In your copy, leave out the pictures and repeat the entries below exactly.

___

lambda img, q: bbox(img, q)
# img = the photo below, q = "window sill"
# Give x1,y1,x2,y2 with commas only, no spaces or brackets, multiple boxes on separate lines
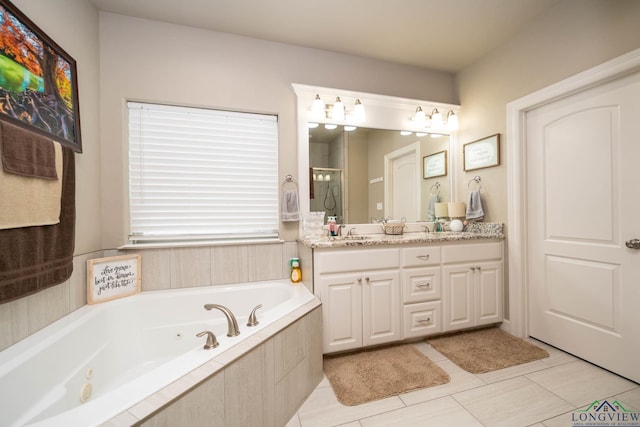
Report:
118,238,285,250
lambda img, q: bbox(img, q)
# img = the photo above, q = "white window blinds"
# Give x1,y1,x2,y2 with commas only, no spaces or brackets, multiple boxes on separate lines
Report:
128,102,279,244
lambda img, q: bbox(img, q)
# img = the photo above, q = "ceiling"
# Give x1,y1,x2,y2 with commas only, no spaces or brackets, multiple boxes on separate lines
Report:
89,0,560,72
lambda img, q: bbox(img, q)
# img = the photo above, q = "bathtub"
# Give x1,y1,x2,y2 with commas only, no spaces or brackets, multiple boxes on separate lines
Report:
0,279,317,427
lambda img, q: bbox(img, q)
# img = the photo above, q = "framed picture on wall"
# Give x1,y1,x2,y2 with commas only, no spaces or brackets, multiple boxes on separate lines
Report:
423,150,447,179
463,134,500,171
0,0,82,152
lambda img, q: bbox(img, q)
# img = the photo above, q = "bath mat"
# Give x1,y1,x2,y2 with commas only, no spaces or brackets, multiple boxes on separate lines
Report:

___

> **EXERCISE OUTPUT**
lambda img, q: bbox(img, q)
# img = the photo below, q = "window sill"
# Give x1,y1,x2,y2 with commas only, no spaces or brackets, multiple boxes on separate lines
Report:
118,238,285,250
lambda img, q: bbox(img, q)
# img = the photo above, q = "white window blinds"
# Give x1,y1,x2,y2 with commas only, no spaces or brackets, multiple boxes on separate lines
Report:
128,102,279,244
lambda img, q: bbox(img, q)
# img = the photo above, q = "ceiling"
# Give x1,y1,x2,y2 with commas only, no spaces or brackets, multiple boxes on separate lines
Report:
89,0,560,72
lambda img, q: bbox(img, q)
# img = the photo above, q = "bathtub"
# Give x1,y1,x2,y2 with commas only, no spaces or brackets, multiple boxes on separate lines
Report:
0,279,317,427
lambda img, q: bbox(img, q)
# img = the photo above, q = "framed picture on wall"
# Give x1,y1,x2,y2 with commas only, no spaces or brackets, multiple boxes on separate lines
Report:
423,150,447,179
463,134,500,171
0,0,82,152
lambda img, q: bbox(img, q)
# img = the photo above, q = "bath mat"
# Give x1,y1,x2,y2 with commas only, no spaces or brackets, multiple boxes on separate lines
Report:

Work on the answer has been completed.